> Using the information
1. According to the Schindler profile, how low can the temperature need to be to detect the reactive species?
2. Say whether each statement agrees with the Schindler profile, giving yes or no and quoting the words that decide it. (a) Schindler held a postdoctoral position at Brookhaven National Laboratory. (b) Schindler obtained his Habilitation at the Technical University in Darmstadt. (c) The Schindler group is investigating the oxygenation of benzaldehyde to toluene.

> Exercise text
Siegfried Schindler earned his Ph.D. at the Technical University in Darmstadt, where he was introduced to inorganic reaction mechanisms in the research group led by Professor Horst Elias. He then pursued a postdoctoral position alongside Dr. Carol Creutz at Brookhaven National Laboratory (New York, USA) before returning to Germany. There, he obtained his Habilitation under the guidance of Professor Rudi van Eldik at the University of Erlangen-Nürnberg.

Since 2002, Dr. Schindler has been a professor of inorganic chemistry at the Justus-Liebig University in Gießen. His research group focuses on investigating copper and iron complexes as model compounds for metalloenzymes involved in selective oxygenation reactions, such as methane monooxygenase or tyrosinase. A particular area of interest is the detection and characterization of reactive intermediates, including superoxido complexes, formed during the reaction of copper(I) or iron(II) complexes with dioxygen. Detecting these reactive species often requires low temperatures (as low as -140 °C), and kinetic measurements for establishing reaction mechanisms are conducted using low-temperature stopped-flow techniques.

In addition to their fundamental research, the Schindler group aims to apply their findings to enhance existing industrial processes. For instance, they are investigating the oxygenation of toluene to benzaldehyde, seeking to improve current industrial procedures through the application of their research results.

> Information provided

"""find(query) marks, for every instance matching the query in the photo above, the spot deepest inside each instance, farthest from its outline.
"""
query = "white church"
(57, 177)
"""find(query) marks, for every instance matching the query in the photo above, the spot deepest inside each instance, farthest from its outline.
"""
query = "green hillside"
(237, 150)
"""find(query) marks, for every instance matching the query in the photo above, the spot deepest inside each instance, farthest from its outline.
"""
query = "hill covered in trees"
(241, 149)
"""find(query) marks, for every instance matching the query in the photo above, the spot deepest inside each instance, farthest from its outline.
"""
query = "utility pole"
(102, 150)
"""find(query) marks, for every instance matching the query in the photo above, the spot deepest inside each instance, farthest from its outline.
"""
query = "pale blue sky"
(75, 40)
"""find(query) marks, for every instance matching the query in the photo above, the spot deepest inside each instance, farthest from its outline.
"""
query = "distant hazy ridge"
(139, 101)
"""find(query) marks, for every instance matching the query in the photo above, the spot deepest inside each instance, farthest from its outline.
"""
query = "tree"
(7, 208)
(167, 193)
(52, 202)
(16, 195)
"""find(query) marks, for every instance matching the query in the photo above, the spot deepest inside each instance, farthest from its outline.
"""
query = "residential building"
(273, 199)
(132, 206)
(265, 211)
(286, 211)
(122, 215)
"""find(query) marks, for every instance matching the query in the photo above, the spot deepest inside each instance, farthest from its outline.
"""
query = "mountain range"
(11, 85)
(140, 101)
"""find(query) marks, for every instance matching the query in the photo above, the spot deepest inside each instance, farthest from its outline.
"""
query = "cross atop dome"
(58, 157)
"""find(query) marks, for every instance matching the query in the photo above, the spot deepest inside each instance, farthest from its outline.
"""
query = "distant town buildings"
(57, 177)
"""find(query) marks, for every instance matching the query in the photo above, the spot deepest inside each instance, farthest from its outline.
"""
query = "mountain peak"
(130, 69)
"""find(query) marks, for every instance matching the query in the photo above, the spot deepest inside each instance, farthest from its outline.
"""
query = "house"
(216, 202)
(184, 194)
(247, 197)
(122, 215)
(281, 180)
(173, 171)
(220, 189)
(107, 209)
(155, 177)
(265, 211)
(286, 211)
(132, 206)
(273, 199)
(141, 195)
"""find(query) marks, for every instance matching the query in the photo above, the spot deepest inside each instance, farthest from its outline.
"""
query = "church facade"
* * *
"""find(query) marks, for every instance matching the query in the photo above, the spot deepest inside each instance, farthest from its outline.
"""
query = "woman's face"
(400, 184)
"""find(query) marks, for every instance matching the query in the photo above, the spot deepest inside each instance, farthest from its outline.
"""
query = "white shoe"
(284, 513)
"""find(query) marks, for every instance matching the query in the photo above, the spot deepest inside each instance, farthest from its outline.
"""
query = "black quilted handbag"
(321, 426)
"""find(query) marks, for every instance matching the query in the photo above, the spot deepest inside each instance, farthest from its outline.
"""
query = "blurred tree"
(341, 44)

> Problem solutions
1. As low as -140 °C.

2.
(a) Yes: "He then pursued a postdoctoral position alongside Dr. Carol Creutz at Brookhaven National Laboratory"
(b) No: "he obtained his Habilitation under the guidance of Professor Rudi van Eldik at the University of Erlangen-Nürnberg"
(c) No: "they are investigating the oxygenation of toluene to benzaldehyde"